Set problem >> Rewrite as a numbered list the lines of the items below, starting with the line that contains "If you could place a marker on the street" and going on through the line that contains "point(237, 59)", both included, and leave out any blank lines.

Dataset >>
▬▬▬

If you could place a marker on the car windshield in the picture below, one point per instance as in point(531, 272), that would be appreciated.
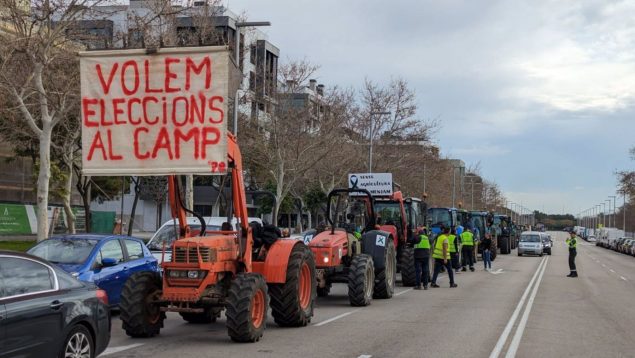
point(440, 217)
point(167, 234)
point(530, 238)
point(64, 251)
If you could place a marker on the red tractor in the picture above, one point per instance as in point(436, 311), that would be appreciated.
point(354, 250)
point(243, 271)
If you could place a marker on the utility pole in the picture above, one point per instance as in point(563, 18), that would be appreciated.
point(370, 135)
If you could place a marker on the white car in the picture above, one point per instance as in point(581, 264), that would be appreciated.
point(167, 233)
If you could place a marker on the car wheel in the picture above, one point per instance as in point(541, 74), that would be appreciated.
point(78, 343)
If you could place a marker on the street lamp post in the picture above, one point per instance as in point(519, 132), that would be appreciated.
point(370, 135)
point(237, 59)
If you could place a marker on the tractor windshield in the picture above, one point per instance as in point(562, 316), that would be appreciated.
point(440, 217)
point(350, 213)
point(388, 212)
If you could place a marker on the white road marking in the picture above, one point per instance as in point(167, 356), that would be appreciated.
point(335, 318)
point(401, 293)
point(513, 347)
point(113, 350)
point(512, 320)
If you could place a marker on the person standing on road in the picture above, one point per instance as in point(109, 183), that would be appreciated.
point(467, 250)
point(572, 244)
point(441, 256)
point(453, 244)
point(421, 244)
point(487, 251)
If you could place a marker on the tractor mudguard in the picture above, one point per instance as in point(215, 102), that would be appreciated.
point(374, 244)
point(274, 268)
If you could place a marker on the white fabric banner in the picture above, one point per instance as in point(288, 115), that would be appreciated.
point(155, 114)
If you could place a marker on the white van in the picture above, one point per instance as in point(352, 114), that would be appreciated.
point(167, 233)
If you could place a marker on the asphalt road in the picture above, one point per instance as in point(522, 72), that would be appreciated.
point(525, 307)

▬▬▬

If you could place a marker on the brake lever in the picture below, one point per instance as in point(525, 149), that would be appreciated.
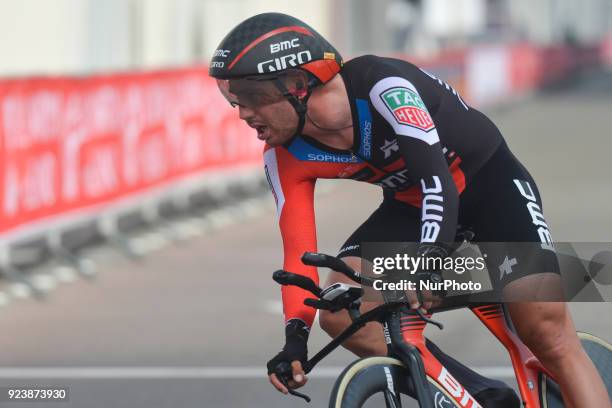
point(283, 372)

▬▬▬

Correct output >>
1. If you could place a marker on the street lamp post in the picture above, one point per instance as in point(519, 132), that would be appreciated.
2. point(370, 135)
3. point(237, 59)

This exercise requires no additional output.